EXTRACTED TEXT:
>> Begin
August 29, 2019 |  Vol. 6 No. 19

 

Experience demands that man is the only animal which devours its own kind, for I can apply no milder term to the general pray of the rich on the poor.

-          Thomas Jefferson

 

The rich run a global system that allows them to accumulate capital and pay the lowest possible price for labor. The freedom that results applies only to them. The many simply have to work harder, in conditions that grow ever more insecure, to enrich the few.

-          Charles Moore

 

On the heels of the previous Anti-Poverty Soldier column (August 15-21) — which highlighted the work of two Stanford University professors who revealed that America’s income and wealth disparities are only getting worse — come two more reports that fully detail just how outrageous those gaps actually are. 

For example, the latest data from the Federal Reserve Board show that the richest 10 percent of Americans hold more than 70 percent of the nation’s entire wealth, or $72 trillion. Moreover, the richest one percent possesses nearly one-third of America’s wealth. In the last decade alone, the total wealth of the richest one percent has increased from $14 trillion to approximately $32 trillion. 

By contrast, the total wealth of America’s other 90 percent has decreased substantially since 1989. The result of this collective loss means that “the share of wealth held by the richest one percent now exceeds the amount held by the ‘poorest’ 90 percent of United States citizens.” As for the poorest 50 percent of Americans, their combined wealth comes in at just over one percent of the nation’s total wealth.
>> End
Region annotation entries:
>> Begin
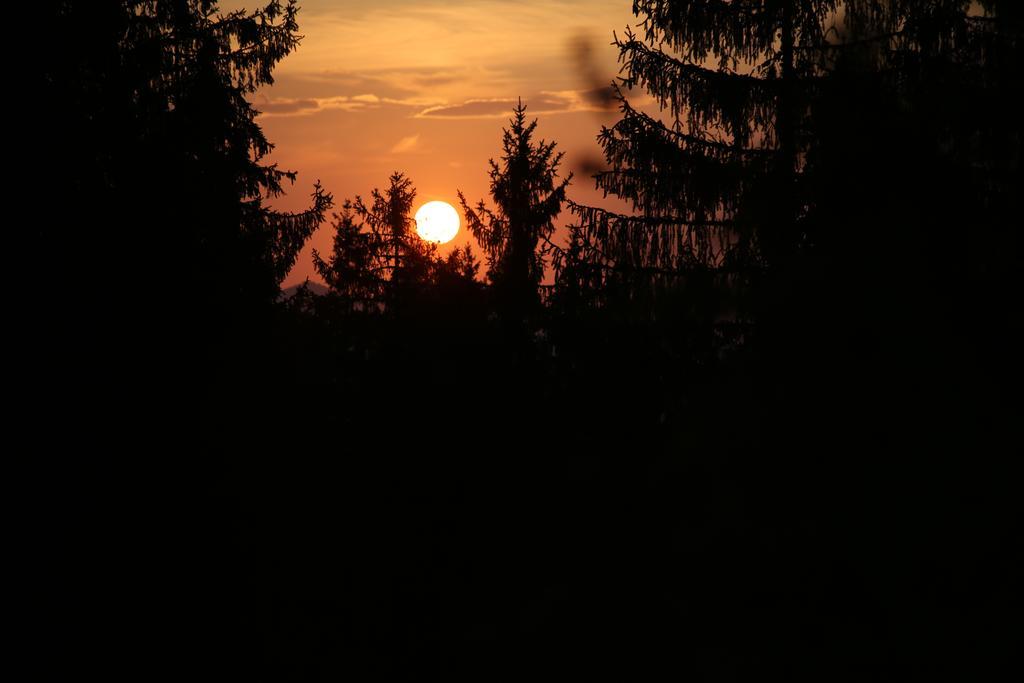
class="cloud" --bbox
[416,90,608,119]
[416,99,516,119]
[253,93,431,117]
[255,97,319,116]
[391,133,420,155]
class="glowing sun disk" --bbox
[416,202,459,244]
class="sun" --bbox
[416,202,459,244]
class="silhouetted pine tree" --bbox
[313,172,479,310]
[459,100,572,321]
[43,0,331,314]
[554,0,1020,321]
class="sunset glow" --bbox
[416,202,460,244]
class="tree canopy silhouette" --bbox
[44,0,332,308]
[313,172,479,311]
[554,0,1020,323]
[459,100,572,318]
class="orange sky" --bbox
[220,0,636,286]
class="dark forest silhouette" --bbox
[29,0,1024,681]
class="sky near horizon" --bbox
[220,0,637,287]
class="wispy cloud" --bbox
[416,90,608,119]
[391,133,420,155]
[253,93,435,117]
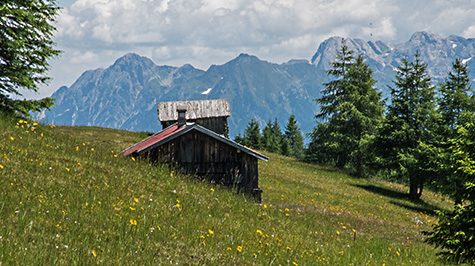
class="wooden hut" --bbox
[158,99,231,137]
[122,100,269,201]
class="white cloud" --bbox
[32,0,475,100]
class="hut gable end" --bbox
[122,124,269,201]
[158,99,231,137]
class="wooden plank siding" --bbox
[143,130,262,201]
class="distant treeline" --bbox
[236,40,475,263]
[234,115,305,158]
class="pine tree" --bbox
[262,118,282,154]
[307,40,384,176]
[243,118,262,149]
[424,119,475,264]
[377,54,437,198]
[282,114,304,158]
[0,0,60,115]
[437,59,475,204]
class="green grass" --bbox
[0,115,462,265]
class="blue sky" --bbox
[25,0,475,98]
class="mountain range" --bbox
[40,32,475,136]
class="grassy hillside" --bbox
[0,115,458,265]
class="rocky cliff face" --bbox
[42,32,475,136]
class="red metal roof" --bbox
[121,124,186,156]
[120,124,269,162]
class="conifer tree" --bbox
[0,0,60,115]
[424,119,475,264]
[282,114,304,158]
[308,40,384,176]
[243,118,262,149]
[377,53,437,198]
[437,59,475,204]
[262,118,282,153]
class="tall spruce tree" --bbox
[437,59,475,204]
[0,0,60,115]
[308,40,384,176]
[425,119,475,265]
[282,114,304,158]
[242,118,262,149]
[377,53,437,198]
[262,118,283,153]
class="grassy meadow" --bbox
[0,115,462,265]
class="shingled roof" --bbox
[158,99,231,122]
[121,123,269,162]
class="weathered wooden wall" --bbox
[145,131,261,201]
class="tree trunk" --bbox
[417,180,424,199]
[409,179,418,199]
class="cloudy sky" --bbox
[25,0,475,98]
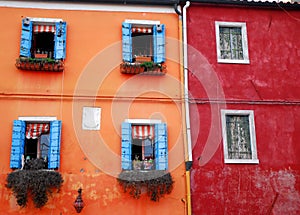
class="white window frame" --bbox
[215,21,250,64]
[221,110,259,164]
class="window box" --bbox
[135,56,151,62]
[10,117,62,169]
[117,170,174,202]
[16,17,67,71]
[16,57,64,72]
[34,54,48,58]
[120,61,167,76]
[6,159,63,208]
[120,20,166,75]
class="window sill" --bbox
[218,58,250,64]
[225,158,259,164]
[120,62,167,76]
[117,170,174,202]
[16,57,64,72]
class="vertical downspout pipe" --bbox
[182,1,193,215]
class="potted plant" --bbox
[6,159,63,208]
[117,170,174,202]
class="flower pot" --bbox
[135,56,151,62]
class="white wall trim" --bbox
[18,116,57,122]
[221,109,259,164]
[215,21,250,64]
[125,119,161,125]
[0,0,175,13]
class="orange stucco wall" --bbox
[0,3,186,214]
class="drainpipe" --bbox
[176,1,193,215]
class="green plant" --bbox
[141,61,155,70]
[117,170,174,201]
[6,159,63,208]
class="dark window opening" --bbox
[131,139,155,170]
[24,139,38,160]
[40,134,50,160]
[132,33,153,58]
[31,32,54,58]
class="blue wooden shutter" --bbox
[48,120,61,169]
[122,22,132,62]
[154,123,168,170]
[153,24,166,63]
[54,22,67,60]
[10,120,26,169]
[20,18,33,57]
[121,122,132,170]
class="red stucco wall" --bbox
[0,3,186,215]
[187,4,300,214]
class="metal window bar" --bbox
[226,115,252,159]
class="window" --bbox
[215,22,249,64]
[121,120,168,170]
[20,17,67,60]
[10,117,61,169]
[221,110,259,163]
[122,20,165,63]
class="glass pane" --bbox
[40,134,50,160]
[219,27,243,59]
[226,115,252,159]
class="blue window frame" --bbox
[10,120,61,169]
[121,122,168,170]
[20,17,67,60]
[122,22,165,63]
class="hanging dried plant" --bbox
[117,170,174,201]
[6,159,63,208]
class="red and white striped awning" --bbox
[131,27,152,33]
[26,123,50,139]
[131,125,154,140]
[33,25,55,33]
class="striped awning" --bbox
[33,25,55,33]
[131,125,154,140]
[131,27,152,33]
[26,123,50,139]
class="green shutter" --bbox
[54,22,67,60]
[154,123,168,170]
[48,120,61,169]
[20,18,33,57]
[153,24,166,63]
[122,22,132,62]
[121,122,132,170]
[10,120,26,169]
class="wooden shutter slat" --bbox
[48,120,61,169]
[121,122,132,170]
[10,120,26,169]
[122,22,132,62]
>> End
PROBLEMS:
1. Write out the part of the piece on wealth inequality starting at "The rich run" and ending at "enrich the few.".
2. Rewrite the rows starting at the beginning of the rows and ending at the line with "[32,0,475,100]", changing "wooden hut" to "log cabin" and keeping everything else the same. Leave out the picture markers.

SET OF ANSWERS:
1.
The rich run a global system that allows them to accumulate capital and pay the lowest possible price for labor. The freedom that results applies only to them. The many simply have to work harder, in conditions that grow ever more insecure, to enrich the few.

2.
class="cloud" --bbox
[416,90,608,119]
[416,99,516,119]
[253,93,431,117]
[255,97,319,116]
[391,133,420,155]
class="glowing sun disk" --bbox
[416,202,459,244]
class="sun" --bbox
[416,202,459,244]
class="silhouetted pine tree" --bbox
[313,172,479,310]
[459,100,572,321]
[43,0,331,314]
[554,0,1020,321]
class="sunset glow" --bbox
[416,202,460,244]
class="tree canopy silhouette" --bbox
[44,0,332,308]
[313,172,479,311]
[554,0,1020,323]
[459,100,572,318]
class="orange sky" --bbox
[220,0,636,286]
class="dark forest silhouette" --bbox
[29,0,1024,681]
class="sky near horizon" --bbox
[220,0,637,287]
class="wispy cloud" --bbox
[416,90,608,119]
[391,133,420,155]
[253,93,435,117]
class="log cabin" --bbox
[158,99,231,137]
[122,100,269,201]
class="white cloud" --bbox
[32,0,475,100]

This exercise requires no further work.